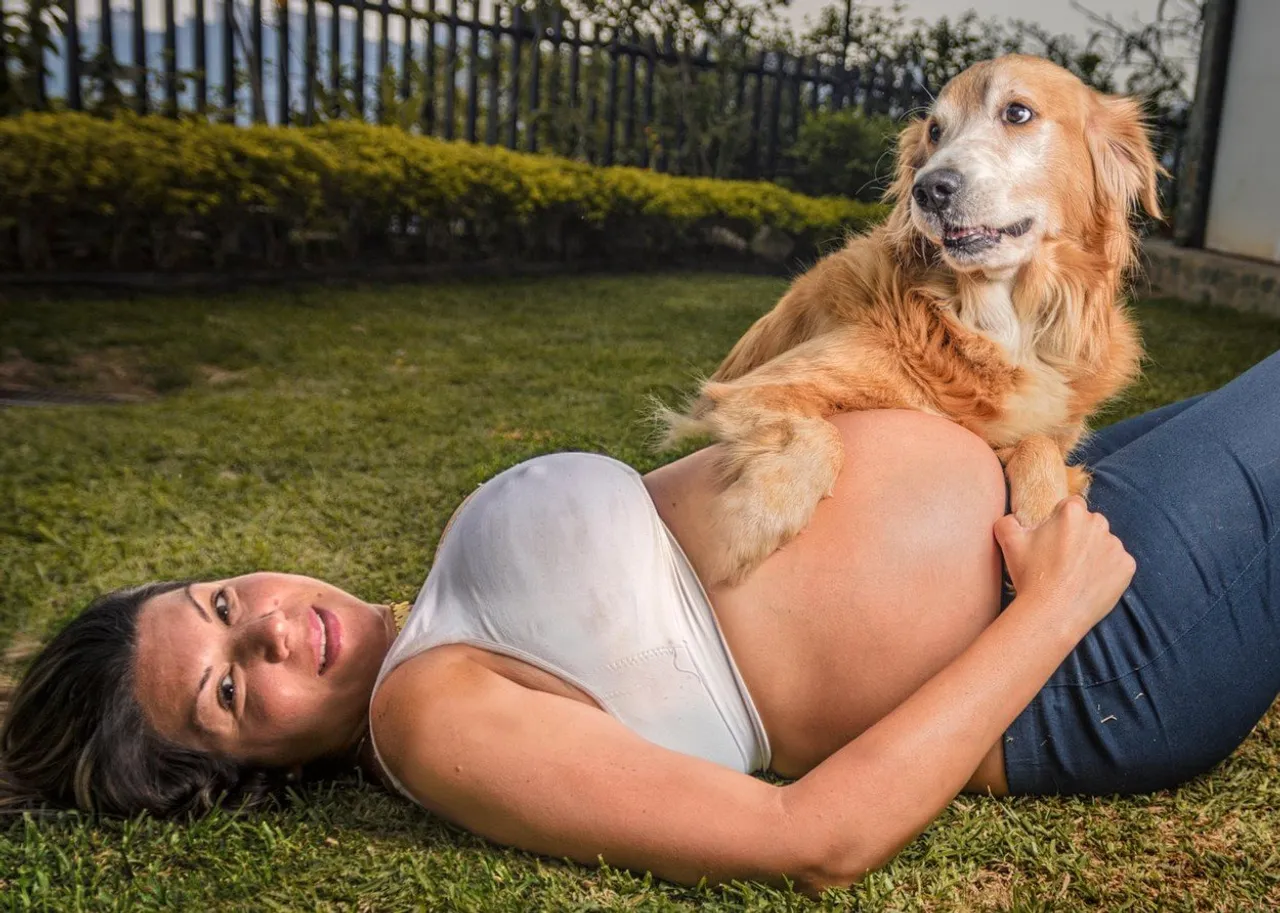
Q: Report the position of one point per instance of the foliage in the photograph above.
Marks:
(841, 154)
(151, 192)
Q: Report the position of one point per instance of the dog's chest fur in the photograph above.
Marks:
(1040, 396)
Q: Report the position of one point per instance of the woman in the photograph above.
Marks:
(563, 683)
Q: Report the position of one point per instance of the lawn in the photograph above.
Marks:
(330, 432)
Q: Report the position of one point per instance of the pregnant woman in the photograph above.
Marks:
(565, 684)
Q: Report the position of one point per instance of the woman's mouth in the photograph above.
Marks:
(330, 640)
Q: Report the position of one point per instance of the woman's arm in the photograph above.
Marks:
(556, 776)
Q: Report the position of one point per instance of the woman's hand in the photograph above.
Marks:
(1072, 560)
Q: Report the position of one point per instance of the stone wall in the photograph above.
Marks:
(1210, 278)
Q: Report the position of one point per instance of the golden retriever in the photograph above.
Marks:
(992, 296)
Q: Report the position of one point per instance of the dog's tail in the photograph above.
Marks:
(672, 427)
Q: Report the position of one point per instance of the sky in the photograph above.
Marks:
(1056, 16)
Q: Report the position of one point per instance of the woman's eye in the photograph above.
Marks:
(222, 606)
(227, 692)
(1018, 114)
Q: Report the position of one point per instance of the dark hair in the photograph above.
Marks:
(76, 736)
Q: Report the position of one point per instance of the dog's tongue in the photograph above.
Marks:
(960, 233)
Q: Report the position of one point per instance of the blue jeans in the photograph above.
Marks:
(1176, 676)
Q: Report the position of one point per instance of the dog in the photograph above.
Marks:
(991, 296)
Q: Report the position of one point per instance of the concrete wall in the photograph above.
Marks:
(1244, 201)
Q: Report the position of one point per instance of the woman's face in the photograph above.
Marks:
(266, 669)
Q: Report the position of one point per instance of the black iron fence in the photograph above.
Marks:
(501, 76)
(511, 77)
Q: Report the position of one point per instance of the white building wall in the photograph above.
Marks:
(1244, 200)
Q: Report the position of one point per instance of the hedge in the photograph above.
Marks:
(87, 193)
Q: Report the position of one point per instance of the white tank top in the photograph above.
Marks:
(563, 562)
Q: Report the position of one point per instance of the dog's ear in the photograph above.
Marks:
(912, 155)
(1124, 164)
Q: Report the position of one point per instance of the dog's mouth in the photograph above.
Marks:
(976, 238)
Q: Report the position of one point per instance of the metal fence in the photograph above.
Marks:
(512, 78)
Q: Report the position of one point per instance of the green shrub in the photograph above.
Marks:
(82, 192)
(844, 154)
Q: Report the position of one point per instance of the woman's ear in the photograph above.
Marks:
(1124, 164)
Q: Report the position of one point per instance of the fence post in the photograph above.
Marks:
(429, 74)
(796, 106)
(668, 53)
(611, 101)
(359, 60)
(257, 64)
(776, 115)
(229, 62)
(535, 85)
(554, 73)
(201, 58)
(406, 48)
(73, 55)
(311, 64)
(282, 49)
(650, 74)
(757, 113)
(517, 33)
(474, 74)
(493, 104)
(383, 55)
(140, 58)
(629, 121)
(4, 69)
(451, 65)
(334, 56)
(170, 59)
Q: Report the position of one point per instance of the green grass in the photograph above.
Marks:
(332, 430)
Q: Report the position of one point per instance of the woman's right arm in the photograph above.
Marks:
(554, 776)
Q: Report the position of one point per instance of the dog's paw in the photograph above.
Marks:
(1078, 480)
(771, 494)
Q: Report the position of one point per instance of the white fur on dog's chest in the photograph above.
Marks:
(991, 313)
(1040, 403)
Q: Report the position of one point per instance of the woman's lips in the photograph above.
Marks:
(330, 643)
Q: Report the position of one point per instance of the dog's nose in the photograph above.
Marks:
(933, 191)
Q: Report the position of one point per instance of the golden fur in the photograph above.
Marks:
(1020, 354)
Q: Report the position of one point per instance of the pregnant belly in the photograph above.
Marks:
(895, 576)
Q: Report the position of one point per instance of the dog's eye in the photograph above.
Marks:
(1018, 114)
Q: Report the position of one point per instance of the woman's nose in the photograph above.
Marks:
(269, 637)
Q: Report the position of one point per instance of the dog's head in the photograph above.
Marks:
(1016, 151)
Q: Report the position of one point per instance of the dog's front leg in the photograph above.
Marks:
(778, 455)
(1040, 478)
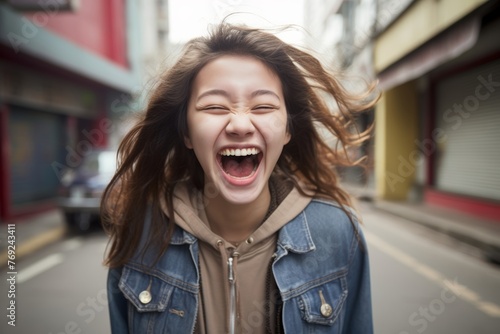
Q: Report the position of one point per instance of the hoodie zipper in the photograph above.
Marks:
(232, 296)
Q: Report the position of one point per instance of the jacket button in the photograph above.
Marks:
(326, 310)
(145, 297)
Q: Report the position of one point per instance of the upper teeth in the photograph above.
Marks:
(239, 152)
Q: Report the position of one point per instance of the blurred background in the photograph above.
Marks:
(74, 72)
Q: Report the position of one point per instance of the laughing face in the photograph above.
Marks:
(237, 124)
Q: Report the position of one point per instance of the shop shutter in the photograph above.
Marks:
(467, 161)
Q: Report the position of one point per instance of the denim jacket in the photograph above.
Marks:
(321, 269)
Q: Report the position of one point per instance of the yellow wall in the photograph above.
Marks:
(396, 128)
(422, 21)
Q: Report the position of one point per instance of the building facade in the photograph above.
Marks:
(68, 70)
(437, 121)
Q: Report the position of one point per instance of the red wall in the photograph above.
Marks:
(98, 26)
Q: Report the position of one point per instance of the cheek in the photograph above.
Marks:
(274, 129)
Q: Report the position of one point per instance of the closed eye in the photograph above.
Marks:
(214, 109)
(264, 108)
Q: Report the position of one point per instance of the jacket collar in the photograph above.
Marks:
(295, 237)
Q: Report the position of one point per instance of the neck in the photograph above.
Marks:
(236, 222)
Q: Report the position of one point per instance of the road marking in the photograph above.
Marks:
(461, 291)
(39, 267)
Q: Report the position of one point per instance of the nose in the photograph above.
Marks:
(240, 125)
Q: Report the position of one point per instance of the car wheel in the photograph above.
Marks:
(79, 221)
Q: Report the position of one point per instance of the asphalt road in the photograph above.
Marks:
(421, 283)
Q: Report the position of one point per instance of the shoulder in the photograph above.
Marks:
(328, 218)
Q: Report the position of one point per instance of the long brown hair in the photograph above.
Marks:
(153, 157)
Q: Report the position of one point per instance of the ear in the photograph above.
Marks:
(187, 142)
(288, 136)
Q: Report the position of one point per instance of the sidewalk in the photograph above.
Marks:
(32, 234)
(480, 233)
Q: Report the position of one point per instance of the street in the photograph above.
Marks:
(422, 282)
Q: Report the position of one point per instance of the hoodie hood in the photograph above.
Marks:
(236, 278)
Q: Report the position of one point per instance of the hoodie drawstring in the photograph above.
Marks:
(229, 263)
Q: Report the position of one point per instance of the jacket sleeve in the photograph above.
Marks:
(359, 306)
(117, 303)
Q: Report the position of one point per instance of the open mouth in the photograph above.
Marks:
(239, 163)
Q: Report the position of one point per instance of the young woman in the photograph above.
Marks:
(226, 214)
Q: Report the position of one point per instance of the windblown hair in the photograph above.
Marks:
(153, 157)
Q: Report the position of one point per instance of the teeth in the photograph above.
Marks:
(239, 152)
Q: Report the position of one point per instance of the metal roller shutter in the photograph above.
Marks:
(468, 111)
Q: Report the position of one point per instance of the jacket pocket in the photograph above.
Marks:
(157, 306)
(146, 293)
(323, 304)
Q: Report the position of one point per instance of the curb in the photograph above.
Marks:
(483, 235)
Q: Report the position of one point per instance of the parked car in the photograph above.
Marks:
(83, 187)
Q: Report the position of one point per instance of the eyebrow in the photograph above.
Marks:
(213, 92)
(226, 94)
(264, 92)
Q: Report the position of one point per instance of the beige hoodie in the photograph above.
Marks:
(244, 295)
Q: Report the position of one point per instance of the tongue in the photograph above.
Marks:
(239, 169)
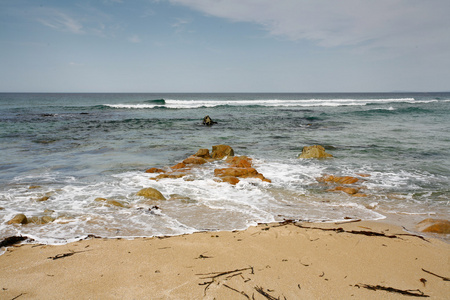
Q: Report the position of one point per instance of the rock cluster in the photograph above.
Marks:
(315, 151)
(22, 219)
(346, 184)
(238, 166)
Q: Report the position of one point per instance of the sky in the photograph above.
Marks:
(224, 46)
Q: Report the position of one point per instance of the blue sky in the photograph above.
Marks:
(224, 46)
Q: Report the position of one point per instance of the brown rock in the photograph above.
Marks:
(168, 175)
(338, 179)
(230, 179)
(178, 166)
(110, 202)
(236, 172)
(151, 193)
(434, 225)
(240, 162)
(239, 172)
(315, 151)
(204, 153)
(221, 151)
(43, 198)
(348, 190)
(40, 220)
(47, 219)
(154, 170)
(363, 174)
(194, 160)
(359, 195)
(18, 219)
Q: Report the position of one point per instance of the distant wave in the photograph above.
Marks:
(156, 101)
(190, 104)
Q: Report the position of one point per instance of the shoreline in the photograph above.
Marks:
(360, 259)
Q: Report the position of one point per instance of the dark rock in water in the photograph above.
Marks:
(154, 170)
(208, 121)
(18, 219)
(316, 151)
(151, 193)
(204, 153)
(194, 160)
(221, 151)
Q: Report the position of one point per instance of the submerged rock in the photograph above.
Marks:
(208, 121)
(174, 175)
(230, 179)
(40, 220)
(151, 193)
(240, 161)
(154, 170)
(110, 202)
(221, 151)
(338, 179)
(434, 226)
(315, 151)
(18, 219)
(204, 153)
(194, 160)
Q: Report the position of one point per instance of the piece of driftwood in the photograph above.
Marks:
(18, 296)
(62, 255)
(439, 276)
(265, 294)
(413, 293)
(361, 232)
(12, 240)
(240, 292)
(215, 275)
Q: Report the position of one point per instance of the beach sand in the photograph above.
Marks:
(269, 261)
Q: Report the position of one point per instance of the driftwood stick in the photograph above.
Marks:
(240, 292)
(362, 232)
(265, 294)
(214, 275)
(218, 274)
(12, 240)
(18, 296)
(442, 277)
(413, 293)
(62, 255)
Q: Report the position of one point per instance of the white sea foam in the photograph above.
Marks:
(186, 104)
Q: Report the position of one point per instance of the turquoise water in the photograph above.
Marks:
(78, 147)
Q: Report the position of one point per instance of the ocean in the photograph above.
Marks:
(61, 152)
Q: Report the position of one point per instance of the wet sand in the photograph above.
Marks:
(356, 260)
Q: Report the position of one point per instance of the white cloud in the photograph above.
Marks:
(135, 39)
(330, 23)
(181, 24)
(58, 20)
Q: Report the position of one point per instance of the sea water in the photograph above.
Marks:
(75, 148)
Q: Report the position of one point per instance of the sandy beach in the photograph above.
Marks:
(359, 260)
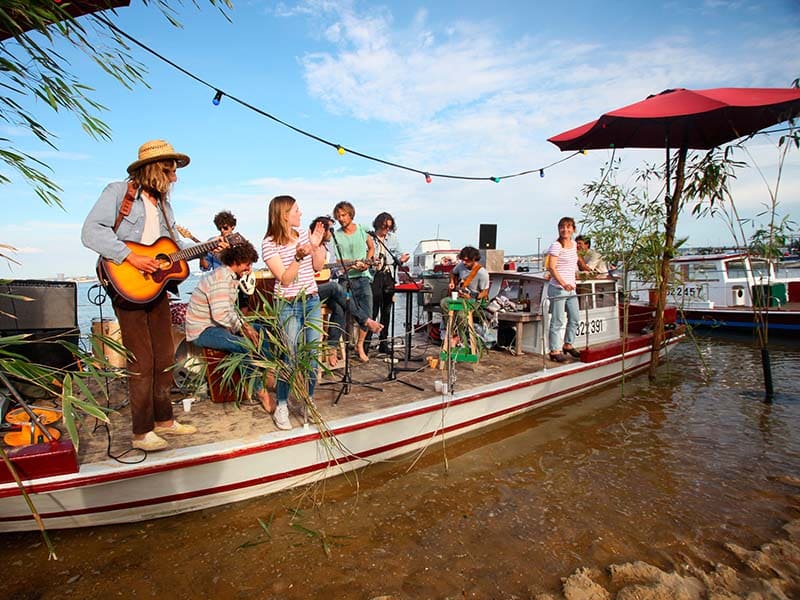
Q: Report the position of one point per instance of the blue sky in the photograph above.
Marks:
(463, 87)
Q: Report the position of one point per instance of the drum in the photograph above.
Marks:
(108, 328)
(188, 363)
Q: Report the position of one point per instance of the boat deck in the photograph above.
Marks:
(227, 421)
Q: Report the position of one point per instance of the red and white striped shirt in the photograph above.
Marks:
(305, 276)
(566, 262)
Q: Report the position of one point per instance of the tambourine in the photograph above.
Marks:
(248, 283)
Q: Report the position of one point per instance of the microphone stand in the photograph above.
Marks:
(392, 376)
(346, 381)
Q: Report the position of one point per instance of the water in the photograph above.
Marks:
(668, 473)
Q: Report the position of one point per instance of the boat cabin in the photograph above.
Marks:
(726, 281)
(597, 300)
(433, 256)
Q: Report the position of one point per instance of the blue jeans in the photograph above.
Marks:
(219, 338)
(361, 300)
(562, 303)
(302, 317)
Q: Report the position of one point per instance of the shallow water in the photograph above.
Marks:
(665, 473)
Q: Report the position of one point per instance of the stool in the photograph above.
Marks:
(460, 354)
(219, 390)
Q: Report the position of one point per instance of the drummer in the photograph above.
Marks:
(212, 320)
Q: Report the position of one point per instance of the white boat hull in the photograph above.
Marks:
(188, 479)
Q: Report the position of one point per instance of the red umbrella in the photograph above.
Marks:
(699, 119)
(680, 118)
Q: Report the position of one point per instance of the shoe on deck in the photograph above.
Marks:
(176, 429)
(281, 417)
(150, 443)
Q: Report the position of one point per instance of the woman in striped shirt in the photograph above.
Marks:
(293, 255)
(563, 264)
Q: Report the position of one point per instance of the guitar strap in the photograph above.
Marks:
(127, 204)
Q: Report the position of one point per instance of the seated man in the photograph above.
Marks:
(211, 317)
(468, 279)
(225, 223)
(335, 298)
(592, 258)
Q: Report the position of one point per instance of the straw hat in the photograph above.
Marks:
(158, 150)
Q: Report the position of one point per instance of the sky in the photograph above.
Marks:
(454, 87)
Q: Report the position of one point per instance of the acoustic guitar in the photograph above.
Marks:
(135, 286)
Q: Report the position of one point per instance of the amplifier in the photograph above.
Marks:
(38, 305)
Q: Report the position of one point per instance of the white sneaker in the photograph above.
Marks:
(150, 443)
(281, 417)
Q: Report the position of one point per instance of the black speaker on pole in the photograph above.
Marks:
(487, 240)
(47, 312)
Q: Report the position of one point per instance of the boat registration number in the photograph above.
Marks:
(593, 326)
(686, 291)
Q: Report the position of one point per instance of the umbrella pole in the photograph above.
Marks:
(673, 203)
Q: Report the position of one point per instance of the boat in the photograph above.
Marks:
(729, 291)
(433, 256)
(238, 454)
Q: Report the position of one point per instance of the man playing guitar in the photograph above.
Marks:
(139, 211)
(469, 280)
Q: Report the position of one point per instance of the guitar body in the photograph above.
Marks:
(138, 287)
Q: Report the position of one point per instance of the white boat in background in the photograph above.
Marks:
(433, 256)
(725, 291)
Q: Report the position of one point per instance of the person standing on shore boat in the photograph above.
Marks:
(211, 317)
(387, 247)
(293, 255)
(564, 262)
(356, 245)
(146, 328)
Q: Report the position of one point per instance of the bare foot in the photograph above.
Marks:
(373, 326)
(267, 401)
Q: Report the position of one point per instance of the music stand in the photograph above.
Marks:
(392, 376)
(346, 382)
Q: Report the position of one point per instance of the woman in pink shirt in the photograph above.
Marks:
(293, 255)
(563, 264)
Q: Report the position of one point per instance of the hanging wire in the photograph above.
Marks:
(218, 94)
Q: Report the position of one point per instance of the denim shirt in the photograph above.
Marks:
(98, 229)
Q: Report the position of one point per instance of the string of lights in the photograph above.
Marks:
(220, 94)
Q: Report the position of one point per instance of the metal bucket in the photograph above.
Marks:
(108, 328)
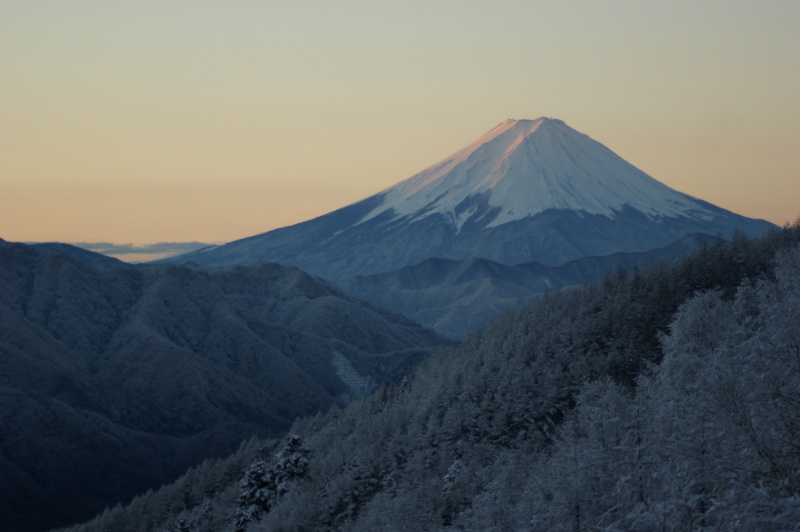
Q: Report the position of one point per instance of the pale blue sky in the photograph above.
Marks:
(142, 121)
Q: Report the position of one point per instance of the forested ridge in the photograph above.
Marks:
(664, 399)
(114, 380)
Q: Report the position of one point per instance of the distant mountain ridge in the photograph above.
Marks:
(528, 190)
(114, 381)
(457, 297)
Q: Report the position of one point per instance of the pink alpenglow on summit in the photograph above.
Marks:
(529, 166)
(528, 190)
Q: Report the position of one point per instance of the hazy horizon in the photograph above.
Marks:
(146, 122)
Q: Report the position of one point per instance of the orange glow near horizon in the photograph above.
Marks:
(146, 122)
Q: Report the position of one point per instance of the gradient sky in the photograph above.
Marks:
(149, 121)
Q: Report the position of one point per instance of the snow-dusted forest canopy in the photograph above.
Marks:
(664, 399)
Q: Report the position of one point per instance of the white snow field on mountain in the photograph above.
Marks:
(528, 190)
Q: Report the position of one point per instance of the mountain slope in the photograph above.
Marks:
(456, 297)
(113, 382)
(660, 400)
(528, 190)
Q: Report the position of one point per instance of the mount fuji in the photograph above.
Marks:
(527, 190)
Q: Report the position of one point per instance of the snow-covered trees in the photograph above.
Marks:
(660, 400)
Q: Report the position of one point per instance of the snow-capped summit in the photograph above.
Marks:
(527, 190)
(524, 167)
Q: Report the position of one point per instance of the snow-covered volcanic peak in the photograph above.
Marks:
(525, 167)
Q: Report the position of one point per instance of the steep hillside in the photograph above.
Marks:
(113, 382)
(456, 297)
(660, 400)
(528, 190)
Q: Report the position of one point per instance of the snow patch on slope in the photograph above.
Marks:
(529, 166)
(357, 383)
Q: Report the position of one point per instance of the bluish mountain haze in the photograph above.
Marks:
(115, 381)
(665, 399)
(528, 190)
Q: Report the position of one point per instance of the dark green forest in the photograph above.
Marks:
(663, 399)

• [What to do]:
Please rewrite the entries from the start through the line containing "(1040, 396)" as a Markdown table with the columns Row and Text, one line per row. Leave out blank lines and pictures.

• [Reply to the task]:
| Row | Text |
|---|---|
| 1 | Q: Report the position of one point per instance of the foliage in the photograph above. |
| 2 | Marks: |
| 3 | (841, 154) |
| 4 | (151, 192) |
| 5 | Q: Report the position of one point per instance of the dog's chest fur in the photograph above. |
| 6 | Marks: |
| 7 | (1040, 396) |